## [Short exercise 1]
Rewrite the dataset rows from the line with "Task: indicate the person" up to and including the line with "<point>224,6</point>", putting "tree stem" in place of "tree trunk" and leaving everything else unchanged.

Bring your own recommendations

This is for:

Developer

In this article, we will look at how you can implement and action your own recommendation models for use in the Qubit platform. We will also provide details of use cases showing how a model can be integrated into your personalization efforts.

In particular, we will cover:

  • What bringing your own recommendations means

  • How to bring your own model into the Qubit platform

  • Some examples of the sorts of recommendations we can provide

  • How to build your own example

  • How you can reach out to Qubit should you be interested in using your own models to power experiences

We presume that you have already read the Recommendations, Data Import, and Derived Datasets overview documents to familiarize yourself with the products you will use when working with this model.

Intro

Product recommendations is a mechanism used to provide lists of products, appropriate for displaying in carousels, in various Placements, on a customer’s website. Qubit provides a comprehensive recommendations product, including:

  • A variety of different recommendation strategies appropriate for different Placements

  • A detailed product catalog service that integrates with product feeds

  • A suite of marketer controls and rules

A focus on global vs local strategies

A recommendations strategy is simply a method of generating lists of products. There are two types, global, which means the same list of products will be shown everywhere across a site and local, which means the list of products takes a non-generic seed–a reference product or product category. Usually, but not exclusively, the seed is a product Id and the recommendations returned are based on the seed based on some form of derived relationship.

For example, if the strategy surfaces products that are viewed together, then the seed will be a product and the returned recommendations will be products viewed alongside that seed product. These concepts are further explained in our recommendations documentation.

In addition to this core functionality, the recommendations service can also source new strategies from other parts of the product, including Data Imports (DI) and Derived Datasets (DD). This is what is referred to as Bring Your Own Recommendations or BYOR, the subject of this article.

BYOR is the process of providing a list of seeds and product recommendations using either DI or DD. Once supplied, these strategies can then be called from our Recommendations API and will benefit from all the standard tooling including:

  • Enrichment with product information from the products service

  • The application of all the global marketer controls

By allowing you to provide your own recommendations via these easy to use tools, we enable you to effortlessly productionize bespoke methods of recommendations important to your business.

For example, your internal data science team may have produced their own recommendations strategy, but might not be able to scale it to handle web traffic. Or your merchandisers may be interested in the products that visitors go on to view after reading a particular blog article or piece of creative.

(Dataset entries)

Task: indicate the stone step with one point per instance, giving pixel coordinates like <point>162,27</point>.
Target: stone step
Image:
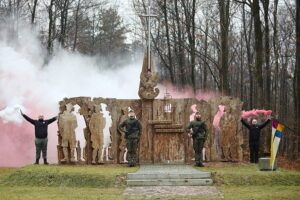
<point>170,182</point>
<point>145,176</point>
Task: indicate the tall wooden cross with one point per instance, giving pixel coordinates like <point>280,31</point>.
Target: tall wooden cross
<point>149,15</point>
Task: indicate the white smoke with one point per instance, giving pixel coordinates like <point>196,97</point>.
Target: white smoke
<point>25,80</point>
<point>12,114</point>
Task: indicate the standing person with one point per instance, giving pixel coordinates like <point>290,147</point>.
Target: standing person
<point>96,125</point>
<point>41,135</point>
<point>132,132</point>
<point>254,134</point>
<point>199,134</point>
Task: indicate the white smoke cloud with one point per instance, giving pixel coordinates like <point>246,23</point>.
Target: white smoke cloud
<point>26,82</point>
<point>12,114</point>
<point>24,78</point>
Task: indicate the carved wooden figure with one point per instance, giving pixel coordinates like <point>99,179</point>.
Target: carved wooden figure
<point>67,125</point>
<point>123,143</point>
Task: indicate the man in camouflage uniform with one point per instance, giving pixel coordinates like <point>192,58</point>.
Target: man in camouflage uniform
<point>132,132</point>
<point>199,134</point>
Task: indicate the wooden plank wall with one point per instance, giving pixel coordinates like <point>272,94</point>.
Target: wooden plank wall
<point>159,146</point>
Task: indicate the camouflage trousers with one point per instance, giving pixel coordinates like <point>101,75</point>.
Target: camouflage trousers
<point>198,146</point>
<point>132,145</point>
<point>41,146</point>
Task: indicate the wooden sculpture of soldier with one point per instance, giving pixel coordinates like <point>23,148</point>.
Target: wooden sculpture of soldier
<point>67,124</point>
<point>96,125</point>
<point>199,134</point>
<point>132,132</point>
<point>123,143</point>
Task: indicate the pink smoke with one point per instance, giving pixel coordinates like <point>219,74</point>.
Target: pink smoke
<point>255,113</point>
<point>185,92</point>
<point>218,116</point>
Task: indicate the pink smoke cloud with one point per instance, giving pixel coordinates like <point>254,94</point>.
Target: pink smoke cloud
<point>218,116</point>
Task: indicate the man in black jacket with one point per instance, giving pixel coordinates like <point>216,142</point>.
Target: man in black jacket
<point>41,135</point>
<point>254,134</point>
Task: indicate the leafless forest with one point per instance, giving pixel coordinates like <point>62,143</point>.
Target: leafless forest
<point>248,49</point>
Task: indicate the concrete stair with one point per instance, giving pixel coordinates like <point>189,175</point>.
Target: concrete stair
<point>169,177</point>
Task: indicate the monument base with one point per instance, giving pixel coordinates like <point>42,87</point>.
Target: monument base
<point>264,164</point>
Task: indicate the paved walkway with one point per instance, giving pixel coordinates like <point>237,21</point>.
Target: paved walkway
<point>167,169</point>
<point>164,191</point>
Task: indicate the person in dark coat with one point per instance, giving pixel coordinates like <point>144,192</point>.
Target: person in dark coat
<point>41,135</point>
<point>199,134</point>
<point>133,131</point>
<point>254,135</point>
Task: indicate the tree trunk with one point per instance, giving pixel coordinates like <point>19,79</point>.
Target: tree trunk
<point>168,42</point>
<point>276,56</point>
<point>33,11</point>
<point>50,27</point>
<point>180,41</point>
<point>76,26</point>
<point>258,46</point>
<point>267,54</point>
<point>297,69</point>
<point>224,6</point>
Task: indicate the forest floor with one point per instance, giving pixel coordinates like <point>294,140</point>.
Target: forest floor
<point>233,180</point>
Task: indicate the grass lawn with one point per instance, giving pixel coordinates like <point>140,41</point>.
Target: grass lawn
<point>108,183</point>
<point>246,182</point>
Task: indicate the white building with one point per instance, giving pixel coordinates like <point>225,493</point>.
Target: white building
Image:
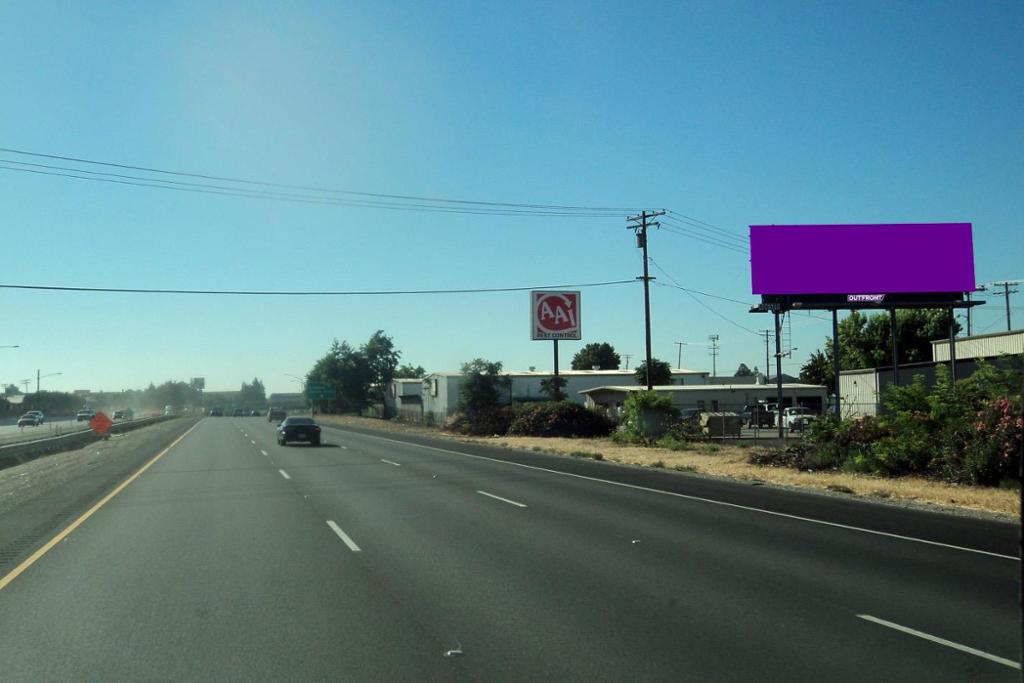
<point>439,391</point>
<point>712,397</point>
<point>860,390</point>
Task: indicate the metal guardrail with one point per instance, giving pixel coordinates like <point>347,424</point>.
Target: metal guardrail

## [Short exercise 2]
Repeat word for word the part of the page on bringing your own recommendations from "A focus on global" up to and including "of derived relationship.".

## [Correct result 1]
Task: indicate the person in dark coat with one point per instance, giving pixel coordinates like <point>144,192</point>.
Target: person in dark coat
<point>41,135</point>
<point>199,134</point>
<point>133,131</point>
<point>254,135</point>
Task: indicate the tree stem with one point per instance, giving pixel coordinates like <point>19,79</point>.
Target: tree stem
<point>168,42</point>
<point>276,56</point>
<point>33,11</point>
<point>50,27</point>
<point>180,41</point>
<point>76,26</point>
<point>258,46</point>
<point>267,54</point>
<point>297,69</point>
<point>224,6</point>

## [Correct result 2]
A focus on global vs local strategies

A recommendations strategy is simply a method of generating lists of products. There are two types, global, which means the same list of products will be shown everywhere across a site and local, which means the list of products takes a non-generic seed–a reference product or product category. Usually, but not exclusively, the seed is a product Id and the recommendations returned are based on the seed based on some form of derived relationship.